***** Okuma Metni

Robert Shenk
Yeşil Çimento Çözümleri Başkanı Çimento Projesi / İyileştirmeler – FLSmidth
FLSmidth yöneticisi Robert Shenk, ‘yeşil’ çimento fabrikalarının yakın gelecekte neye benzeyebileceği hakkında genel bir bakış açısı sağlıyor.
Çimento endüstrisinin bundan on yıl sonraki görünümü bugünkü halinden oldukça farklı olacak. İklim değişikliğine ilişkin çarpıcı gerçekler ortaya konulmaya devam ettikçe, yoğun emisyon üretenler üzerindeki toplumsal baskıda da artış olacak ve çimento üreticileri de finansal baskı nedeniyle harekete geçmeye zorlanacaklar. Hedeflerin ya da yol haritalarının arkasına gizlenme şansımız artık kalmadı ve küresel tolerans da tükenmek üzere. Çimento endüstrisi verdiği sözleri tutmak için artık sorumluluk almak durumundadır.
FLSmidth sektörün önde gelen tedarikçilerinden biri olarak, bu sorumluluğu içtenlikle üstlenmektedir. Şirketin bir kısmı halihazırda kullanılan ve daha fazlası da geliştirilmekte olan çözümleri bulunsa da, bu çözümlerin çimento üreticilerine aktarılması öncelik taşıyor. Eğer bir çimento fabrikasının neye benzeyeceğini hayalinizde canlandıramazsanız – buna inanmıyorsanız – bunu hayata geçirmek mümkün olmayacaktır. Bu yazının amacı ocaktan sevkiyata uzanan süreçte yakın geleceğin çimento fabrikaları hakkında genel bir bakış sağlamaktır. Günümüzde gördüğünüz fabrikalardan çok farklı görünmese de fark ortadadır. İşletilme tarzı, nelere yatırım yapıldığı ve bir takım destekleyici teknolojiler aradaki farkı ortaya koyacaktır.

**********

**Görevler**
1/ Yeşil çimento yazısına göre çimento üreticileri hangi baskı yüzünden harekete geçmek zorunda kalacak?
2/ Yeşil çimento yazısından bir bölümü aynen aktarın: "FLSmidth sektörün önde" sözcüklerinin geçtiği yerden başlayın ve "farkı ortaya koyacaktır." sözcüklerinden sonra durun.
3/ Yeşil çimento yazısını kaldığı yerden devam ettirin.

***** Veri Kümesi

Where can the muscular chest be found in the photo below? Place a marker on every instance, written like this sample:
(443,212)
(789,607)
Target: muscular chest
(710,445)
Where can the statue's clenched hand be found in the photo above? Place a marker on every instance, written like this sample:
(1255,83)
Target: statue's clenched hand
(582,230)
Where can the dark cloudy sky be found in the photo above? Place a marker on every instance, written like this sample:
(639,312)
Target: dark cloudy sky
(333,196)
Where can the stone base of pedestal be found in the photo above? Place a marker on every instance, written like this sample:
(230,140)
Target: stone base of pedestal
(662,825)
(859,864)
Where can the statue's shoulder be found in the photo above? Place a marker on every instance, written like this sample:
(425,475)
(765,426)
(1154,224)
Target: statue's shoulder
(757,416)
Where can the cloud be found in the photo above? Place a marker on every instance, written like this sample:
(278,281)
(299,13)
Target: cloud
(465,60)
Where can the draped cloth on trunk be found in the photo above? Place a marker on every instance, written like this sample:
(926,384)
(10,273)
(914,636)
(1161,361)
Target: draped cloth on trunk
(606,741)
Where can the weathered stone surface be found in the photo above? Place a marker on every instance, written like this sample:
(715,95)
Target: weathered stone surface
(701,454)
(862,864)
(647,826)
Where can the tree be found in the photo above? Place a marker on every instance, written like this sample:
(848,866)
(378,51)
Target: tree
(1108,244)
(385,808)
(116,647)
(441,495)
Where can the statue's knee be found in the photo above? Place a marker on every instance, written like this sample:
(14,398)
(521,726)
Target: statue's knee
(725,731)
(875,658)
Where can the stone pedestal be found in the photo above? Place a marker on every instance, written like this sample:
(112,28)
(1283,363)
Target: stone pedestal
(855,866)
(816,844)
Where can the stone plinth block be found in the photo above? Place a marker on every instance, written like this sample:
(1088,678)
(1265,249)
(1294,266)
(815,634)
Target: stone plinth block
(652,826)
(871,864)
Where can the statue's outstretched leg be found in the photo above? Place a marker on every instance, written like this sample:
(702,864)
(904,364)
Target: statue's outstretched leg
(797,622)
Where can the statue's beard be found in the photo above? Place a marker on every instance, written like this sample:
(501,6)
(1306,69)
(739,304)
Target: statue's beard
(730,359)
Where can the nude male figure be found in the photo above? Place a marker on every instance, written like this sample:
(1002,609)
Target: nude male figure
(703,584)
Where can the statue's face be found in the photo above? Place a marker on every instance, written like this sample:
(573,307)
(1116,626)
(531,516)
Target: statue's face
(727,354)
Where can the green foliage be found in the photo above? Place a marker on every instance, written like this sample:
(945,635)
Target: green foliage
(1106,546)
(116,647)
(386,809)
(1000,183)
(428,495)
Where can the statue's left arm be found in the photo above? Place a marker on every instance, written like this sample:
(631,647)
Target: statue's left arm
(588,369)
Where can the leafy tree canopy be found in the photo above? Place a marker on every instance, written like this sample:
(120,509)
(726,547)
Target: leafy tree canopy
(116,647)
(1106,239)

**********

**Görev Yanıtları**
1/ Finansal baskı yüzünden.

2/
FLSmidth sektörün önde gelen tedarikçilerinden biri olarak, bu sorumluluğu içtenlikle üstlenmektedir. Şirketin bir kısmı halihazırda kullanılan ve daha fazlası da geliştirilmekte olan çözümleri bulunsa da, bu çözümlerin çimento üreticilerine aktarılması öncelik taşıyor. Eğer bir çimento fabrikasının neye benzeyeceğini hayalinizde canlandıramazsanız – buna inanmıyorsanız – bunu hayata geçirmek mümkün olmayacaktır. Bu yazının amacı ocaktan sevkiyata uzanan süreçte yakın geleceğin çimento fabrikaları hakkında genel bir bakış sağlamaktır. Günümüzde gördüğünüz fabrikalardan çok farklı görünmese de fark ortadadır. İşletilme tarzı, nelere yatırım yapıldığı ve bir takım destekleyici teknolojiler aradaki farkı ortaya koyacaktır.

3/
Ocak
Yakın gelecekte tepeden tırnağa bir ocak dönüşümünün gerçekleştirilmesi öngörülmese de, bazı önemli farklar söz konusu olacaktır. Önceliği malzeme çıkarma ve nakliyesinin elektrik gücüyle yapılmasıdır. Ocakta dizel araçlar yerine elektrikli araçların kullanılmaya başlanması karbon emisyonlarını çimento prosesinin bu kısmında azaltmanın nispeten basit bir yoludur. Aslında, İsveç’teki bir ocakta yakın zamanda gerçekleştirilen bir pilot proje sayesinde elektrikli makinelerin kullanımı yoluyla karbon emisyonlarında %98’lik bir azalma sağlanmıştır. 1 Ayrıca, bu elektrikli araçların birçoğu tamamen otonom özellikte olacağı için ocak içi insansızlaştırılabilir.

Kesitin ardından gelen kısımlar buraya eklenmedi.